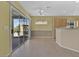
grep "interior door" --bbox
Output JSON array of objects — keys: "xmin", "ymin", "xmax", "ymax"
[{"xmin": 12, "ymin": 16, "xmax": 20, "ymax": 50}]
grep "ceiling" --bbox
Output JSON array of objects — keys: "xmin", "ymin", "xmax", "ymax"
[{"xmin": 20, "ymin": 1, "xmax": 79, "ymax": 16}]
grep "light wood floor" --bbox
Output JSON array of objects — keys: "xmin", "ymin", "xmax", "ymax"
[{"xmin": 12, "ymin": 38, "xmax": 79, "ymax": 57}]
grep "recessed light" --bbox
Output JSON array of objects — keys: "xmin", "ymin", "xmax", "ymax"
[{"xmin": 75, "ymin": 0, "xmax": 79, "ymax": 3}]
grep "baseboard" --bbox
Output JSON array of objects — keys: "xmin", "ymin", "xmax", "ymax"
[{"xmin": 56, "ymin": 41, "xmax": 79, "ymax": 53}]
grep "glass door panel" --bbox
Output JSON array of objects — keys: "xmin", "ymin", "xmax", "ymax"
[{"xmin": 12, "ymin": 18, "xmax": 20, "ymax": 50}]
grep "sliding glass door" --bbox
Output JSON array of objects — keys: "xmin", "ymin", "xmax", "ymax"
[{"xmin": 12, "ymin": 17, "xmax": 20, "ymax": 50}]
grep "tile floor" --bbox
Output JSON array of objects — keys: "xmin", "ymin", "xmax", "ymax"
[{"xmin": 11, "ymin": 38, "xmax": 79, "ymax": 57}]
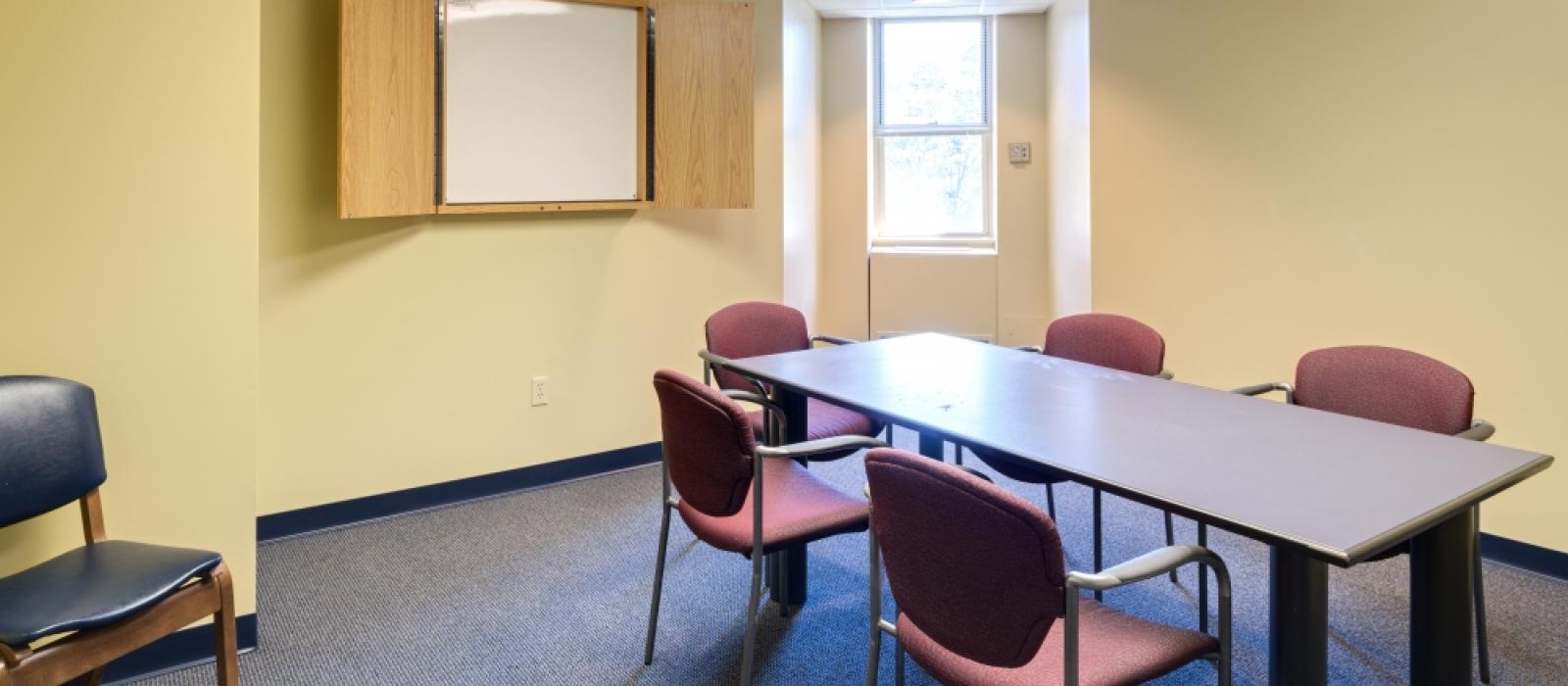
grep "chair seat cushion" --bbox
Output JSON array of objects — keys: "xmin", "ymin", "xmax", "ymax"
[
  {"xmin": 679, "ymin": 458, "xmax": 870, "ymax": 556},
  {"xmin": 0, "ymin": 540, "xmax": 222, "ymax": 645},
  {"xmin": 747, "ymin": 398, "xmax": 881, "ymax": 462},
  {"xmin": 967, "ymin": 446, "xmax": 1068, "ymax": 484},
  {"xmin": 899, "ymin": 599, "xmax": 1220, "ymax": 686}
]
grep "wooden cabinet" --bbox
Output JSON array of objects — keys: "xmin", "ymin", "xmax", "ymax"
[
  {"xmin": 337, "ymin": 0, "xmax": 436, "ymax": 220},
  {"xmin": 339, "ymin": 0, "xmax": 755, "ymax": 218},
  {"xmin": 654, "ymin": 0, "xmax": 753, "ymax": 209}
]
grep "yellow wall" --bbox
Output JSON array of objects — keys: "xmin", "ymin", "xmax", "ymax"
[
  {"xmin": 256, "ymin": 0, "xmax": 784, "ymax": 514},
  {"xmin": 0, "ymin": 0, "xmax": 257, "ymax": 612},
  {"xmin": 1090, "ymin": 0, "xmax": 1568, "ymax": 550},
  {"xmin": 818, "ymin": 14, "xmax": 1055, "ymax": 345}
]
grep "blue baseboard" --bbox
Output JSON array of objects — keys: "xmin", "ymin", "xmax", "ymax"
[
  {"xmin": 104, "ymin": 613, "xmax": 257, "ymax": 684},
  {"xmin": 256, "ymin": 443, "xmax": 662, "ymax": 544},
  {"xmin": 1480, "ymin": 534, "xmax": 1568, "ymax": 581}
]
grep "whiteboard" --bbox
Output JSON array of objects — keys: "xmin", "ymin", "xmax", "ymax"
[{"xmin": 442, "ymin": 0, "xmax": 645, "ymax": 204}]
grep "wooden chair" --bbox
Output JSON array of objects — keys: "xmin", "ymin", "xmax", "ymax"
[{"xmin": 0, "ymin": 376, "xmax": 238, "ymax": 686}]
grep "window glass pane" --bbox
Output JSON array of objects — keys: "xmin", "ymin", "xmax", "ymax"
[
  {"xmin": 881, "ymin": 134, "xmax": 986, "ymax": 238},
  {"xmin": 880, "ymin": 21, "xmax": 986, "ymax": 125}
]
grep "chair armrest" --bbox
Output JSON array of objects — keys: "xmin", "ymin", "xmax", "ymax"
[
  {"xmin": 958, "ymin": 466, "xmax": 996, "ymax": 484},
  {"xmin": 758, "ymin": 435, "xmax": 888, "ymax": 459},
  {"xmin": 1453, "ymin": 419, "xmax": 1497, "ymax": 440},
  {"xmin": 810, "ymin": 335, "xmax": 859, "ymax": 346},
  {"xmin": 696, "ymin": 348, "xmax": 768, "ymax": 395},
  {"xmin": 1063, "ymin": 545, "xmax": 1231, "ymax": 686},
  {"xmin": 1231, "ymin": 380, "xmax": 1296, "ymax": 404},
  {"xmin": 718, "ymin": 388, "xmax": 789, "ymax": 430},
  {"xmin": 1068, "ymin": 545, "xmax": 1228, "ymax": 591}
]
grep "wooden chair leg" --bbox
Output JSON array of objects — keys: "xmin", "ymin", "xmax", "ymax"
[{"xmin": 212, "ymin": 563, "xmax": 240, "ymax": 686}]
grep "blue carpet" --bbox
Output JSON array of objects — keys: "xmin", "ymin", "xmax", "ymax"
[{"xmin": 137, "ymin": 430, "xmax": 1568, "ymax": 684}]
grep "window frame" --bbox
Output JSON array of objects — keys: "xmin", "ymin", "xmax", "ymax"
[{"xmin": 870, "ymin": 14, "xmax": 998, "ymax": 251}]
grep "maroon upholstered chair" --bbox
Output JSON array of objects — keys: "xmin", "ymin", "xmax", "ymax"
[
  {"xmin": 958, "ymin": 314, "xmax": 1179, "ymax": 599},
  {"xmin": 703, "ymin": 302, "xmax": 883, "ymax": 461},
  {"xmin": 1236, "ymin": 346, "xmax": 1495, "ymax": 683},
  {"xmin": 643, "ymin": 369, "xmax": 884, "ymax": 683},
  {"xmin": 865, "ymin": 448, "xmax": 1231, "ymax": 686}
]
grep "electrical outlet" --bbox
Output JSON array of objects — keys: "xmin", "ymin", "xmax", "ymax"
[
  {"xmin": 1006, "ymin": 142, "xmax": 1029, "ymax": 163},
  {"xmin": 533, "ymin": 376, "xmax": 551, "ymax": 408}
]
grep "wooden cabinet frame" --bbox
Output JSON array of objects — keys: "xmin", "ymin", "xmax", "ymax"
[{"xmin": 337, "ymin": 0, "xmax": 755, "ymax": 220}]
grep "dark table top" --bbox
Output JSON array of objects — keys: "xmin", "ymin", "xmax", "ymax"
[{"xmin": 734, "ymin": 333, "xmax": 1552, "ymax": 565}]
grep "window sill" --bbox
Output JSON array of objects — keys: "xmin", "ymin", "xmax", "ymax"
[{"xmin": 872, "ymin": 244, "xmax": 996, "ymax": 257}]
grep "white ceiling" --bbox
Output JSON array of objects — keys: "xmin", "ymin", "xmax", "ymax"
[{"xmin": 809, "ymin": 0, "xmax": 1051, "ymax": 19}]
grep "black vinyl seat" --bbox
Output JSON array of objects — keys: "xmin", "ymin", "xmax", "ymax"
[
  {"xmin": 0, "ymin": 540, "xmax": 222, "ymax": 645},
  {"xmin": 0, "ymin": 376, "xmax": 240, "ymax": 686}
]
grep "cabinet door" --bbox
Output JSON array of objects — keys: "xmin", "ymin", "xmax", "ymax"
[
  {"xmin": 653, "ymin": 0, "xmax": 755, "ymax": 209},
  {"xmin": 337, "ymin": 0, "xmax": 436, "ymax": 220}
]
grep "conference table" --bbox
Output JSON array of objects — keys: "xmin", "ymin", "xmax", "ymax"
[{"xmin": 729, "ymin": 333, "xmax": 1552, "ymax": 684}]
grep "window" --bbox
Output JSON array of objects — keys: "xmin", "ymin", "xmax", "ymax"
[{"xmin": 872, "ymin": 18, "xmax": 994, "ymax": 248}]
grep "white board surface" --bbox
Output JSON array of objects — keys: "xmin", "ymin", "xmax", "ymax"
[{"xmin": 442, "ymin": 0, "xmax": 643, "ymax": 204}]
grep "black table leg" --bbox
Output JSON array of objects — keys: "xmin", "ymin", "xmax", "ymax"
[
  {"xmin": 1409, "ymin": 509, "xmax": 1476, "ymax": 684},
  {"xmin": 1268, "ymin": 545, "xmax": 1328, "ymax": 686},
  {"xmin": 920, "ymin": 430, "xmax": 947, "ymax": 462},
  {"xmin": 763, "ymin": 388, "xmax": 808, "ymax": 617}
]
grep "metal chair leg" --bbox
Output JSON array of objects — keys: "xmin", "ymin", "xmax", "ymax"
[
  {"xmin": 892, "ymin": 637, "xmax": 904, "ymax": 686},
  {"xmin": 643, "ymin": 503, "xmax": 669, "ymax": 664},
  {"xmin": 740, "ymin": 555, "xmax": 762, "ymax": 686},
  {"xmin": 1095, "ymin": 489, "xmax": 1105, "ymax": 602},
  {"xmin": 1198, "ymin": 521, "xmax": 1209, "ymax": 633},
  {"xmin": 1471, "ymin": 508, "xmax": 1492, "ymax": 684},
  {"xmin": 1165, "ymin": 513, "xmax": 1179, "ymax": 584},
  {"xmin": 865, "ymin": 519, "xmax": 881, "ymax": 686}
]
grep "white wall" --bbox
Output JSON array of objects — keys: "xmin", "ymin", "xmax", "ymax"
[
  {"xmin": 781, "ymin": 0, "xmax": 821, "ymax": 327},
  {"xmin": 820, "ymin": 14, "xmax": 1055, "ymax": 345}
]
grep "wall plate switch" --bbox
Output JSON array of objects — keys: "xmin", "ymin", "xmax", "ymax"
[{"xmin": 1006, "ymin": 142, "xmax": 1029, "ymax": 163}]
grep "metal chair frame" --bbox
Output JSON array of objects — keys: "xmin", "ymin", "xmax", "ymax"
[
  {"xmin": 865, "ymin": 474, "xmax": 1231, "ymax": 686},
  {"xmin": 1235, "ymin": 380, "xmax": 1497, "ymax": 684},
  {"xmin": 643, "ymin": 383, "xmax": 888, "ymax": 686}
]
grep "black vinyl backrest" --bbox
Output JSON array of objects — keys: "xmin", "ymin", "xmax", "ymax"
[{"xmin": 0, "ymin": 376, "xmax": 108, "ymax": 526}]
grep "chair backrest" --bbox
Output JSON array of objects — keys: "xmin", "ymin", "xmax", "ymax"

---*---

» TASK STATEMENT: Report each line in the rows above that contains the word "vinyl", copying every such line in full.

» ANSWER TO THIS TASK:
grep "black vinyl seat" --bbox
grep "black vinyl backrest" --bbox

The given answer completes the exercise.